**Task statement**
In the listing below, lines with the string "bench" are to be counted; the number is the entire reply.
+++ Supplied records +++
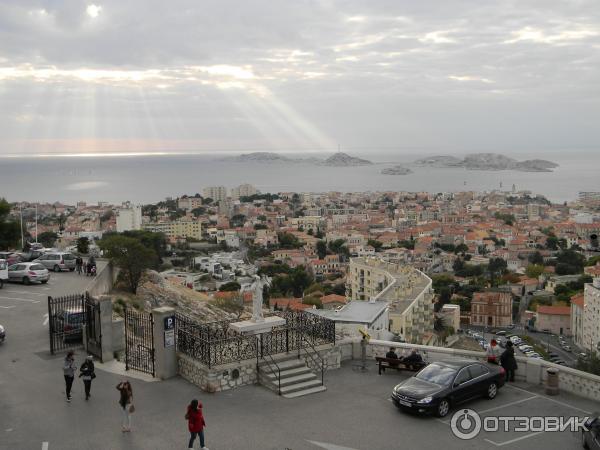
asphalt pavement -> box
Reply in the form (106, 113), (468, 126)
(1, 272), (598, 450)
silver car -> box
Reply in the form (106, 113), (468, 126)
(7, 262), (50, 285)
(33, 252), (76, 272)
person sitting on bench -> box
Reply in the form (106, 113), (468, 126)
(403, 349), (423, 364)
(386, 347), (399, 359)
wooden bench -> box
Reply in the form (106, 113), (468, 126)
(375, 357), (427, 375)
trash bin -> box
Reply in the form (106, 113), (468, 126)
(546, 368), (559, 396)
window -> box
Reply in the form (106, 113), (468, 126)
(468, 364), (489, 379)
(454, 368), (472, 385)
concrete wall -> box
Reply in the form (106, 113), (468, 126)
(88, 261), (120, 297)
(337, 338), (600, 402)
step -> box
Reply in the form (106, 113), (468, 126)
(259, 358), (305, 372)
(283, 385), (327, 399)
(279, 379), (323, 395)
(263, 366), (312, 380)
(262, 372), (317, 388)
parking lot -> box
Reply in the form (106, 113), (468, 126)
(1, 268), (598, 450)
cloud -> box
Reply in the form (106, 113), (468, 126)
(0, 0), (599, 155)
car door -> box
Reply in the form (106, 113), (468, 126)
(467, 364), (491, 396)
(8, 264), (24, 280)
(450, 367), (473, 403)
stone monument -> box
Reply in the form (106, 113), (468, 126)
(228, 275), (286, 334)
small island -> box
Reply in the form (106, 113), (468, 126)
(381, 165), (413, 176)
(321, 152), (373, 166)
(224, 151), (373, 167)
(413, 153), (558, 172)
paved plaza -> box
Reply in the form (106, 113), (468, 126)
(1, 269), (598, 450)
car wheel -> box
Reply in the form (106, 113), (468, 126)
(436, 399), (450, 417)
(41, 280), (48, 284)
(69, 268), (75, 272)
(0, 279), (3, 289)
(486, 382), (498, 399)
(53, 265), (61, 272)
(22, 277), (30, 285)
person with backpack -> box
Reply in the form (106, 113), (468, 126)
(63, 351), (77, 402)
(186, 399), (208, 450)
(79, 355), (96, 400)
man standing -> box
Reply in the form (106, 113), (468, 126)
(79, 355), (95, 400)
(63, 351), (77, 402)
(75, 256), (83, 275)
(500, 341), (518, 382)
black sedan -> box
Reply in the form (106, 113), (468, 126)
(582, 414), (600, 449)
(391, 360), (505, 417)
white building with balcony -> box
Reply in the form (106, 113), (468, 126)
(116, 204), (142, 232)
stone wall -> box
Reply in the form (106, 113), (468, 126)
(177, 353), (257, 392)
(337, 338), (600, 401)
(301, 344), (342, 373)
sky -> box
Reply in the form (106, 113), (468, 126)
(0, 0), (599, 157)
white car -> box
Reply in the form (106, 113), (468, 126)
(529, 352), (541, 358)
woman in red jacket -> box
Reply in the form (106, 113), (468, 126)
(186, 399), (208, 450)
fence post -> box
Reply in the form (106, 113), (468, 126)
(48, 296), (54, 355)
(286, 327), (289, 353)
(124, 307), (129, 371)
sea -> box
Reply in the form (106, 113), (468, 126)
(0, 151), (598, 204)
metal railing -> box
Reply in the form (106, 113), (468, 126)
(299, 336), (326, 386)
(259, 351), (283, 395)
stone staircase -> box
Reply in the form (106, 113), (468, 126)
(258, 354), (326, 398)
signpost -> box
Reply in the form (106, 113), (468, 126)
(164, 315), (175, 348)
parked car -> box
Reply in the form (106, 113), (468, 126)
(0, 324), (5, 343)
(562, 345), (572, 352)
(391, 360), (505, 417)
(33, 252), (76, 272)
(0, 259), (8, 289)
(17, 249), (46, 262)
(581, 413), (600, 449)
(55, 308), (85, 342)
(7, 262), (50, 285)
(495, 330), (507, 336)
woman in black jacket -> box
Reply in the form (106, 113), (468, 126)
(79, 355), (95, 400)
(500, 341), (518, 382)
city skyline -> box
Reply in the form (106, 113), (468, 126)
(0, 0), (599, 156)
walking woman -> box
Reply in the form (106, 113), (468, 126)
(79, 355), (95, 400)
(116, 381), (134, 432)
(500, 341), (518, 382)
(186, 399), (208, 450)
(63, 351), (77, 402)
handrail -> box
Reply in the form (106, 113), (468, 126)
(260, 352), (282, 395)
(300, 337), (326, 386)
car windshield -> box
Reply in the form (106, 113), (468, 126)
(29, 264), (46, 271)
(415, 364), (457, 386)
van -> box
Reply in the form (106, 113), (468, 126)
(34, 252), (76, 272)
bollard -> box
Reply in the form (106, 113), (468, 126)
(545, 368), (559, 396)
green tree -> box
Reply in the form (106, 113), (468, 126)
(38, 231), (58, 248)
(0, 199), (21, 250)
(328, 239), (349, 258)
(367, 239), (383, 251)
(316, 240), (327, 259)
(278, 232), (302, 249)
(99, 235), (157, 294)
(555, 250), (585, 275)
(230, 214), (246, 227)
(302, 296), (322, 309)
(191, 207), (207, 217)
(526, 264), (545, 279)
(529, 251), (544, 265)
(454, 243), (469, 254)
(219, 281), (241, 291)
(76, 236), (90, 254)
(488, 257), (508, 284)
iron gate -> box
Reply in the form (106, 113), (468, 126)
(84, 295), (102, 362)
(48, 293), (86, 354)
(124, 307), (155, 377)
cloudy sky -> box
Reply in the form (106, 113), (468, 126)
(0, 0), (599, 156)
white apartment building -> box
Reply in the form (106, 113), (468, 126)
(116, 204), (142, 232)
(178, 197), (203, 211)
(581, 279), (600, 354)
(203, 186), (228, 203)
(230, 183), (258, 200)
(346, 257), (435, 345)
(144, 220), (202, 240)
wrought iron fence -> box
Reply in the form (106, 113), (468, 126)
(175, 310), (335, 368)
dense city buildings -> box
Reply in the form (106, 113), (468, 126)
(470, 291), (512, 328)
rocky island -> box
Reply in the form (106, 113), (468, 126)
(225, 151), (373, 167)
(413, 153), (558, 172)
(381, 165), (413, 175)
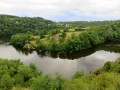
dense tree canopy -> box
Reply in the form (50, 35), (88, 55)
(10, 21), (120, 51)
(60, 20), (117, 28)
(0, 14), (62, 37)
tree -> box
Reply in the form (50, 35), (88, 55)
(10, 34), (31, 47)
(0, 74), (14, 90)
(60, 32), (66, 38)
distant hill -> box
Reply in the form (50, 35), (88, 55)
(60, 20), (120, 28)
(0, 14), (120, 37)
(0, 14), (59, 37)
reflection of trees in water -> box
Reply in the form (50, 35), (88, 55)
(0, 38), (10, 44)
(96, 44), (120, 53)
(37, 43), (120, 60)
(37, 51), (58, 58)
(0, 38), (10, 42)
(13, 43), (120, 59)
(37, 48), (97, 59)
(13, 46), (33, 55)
+++
**Response for this exercise**
2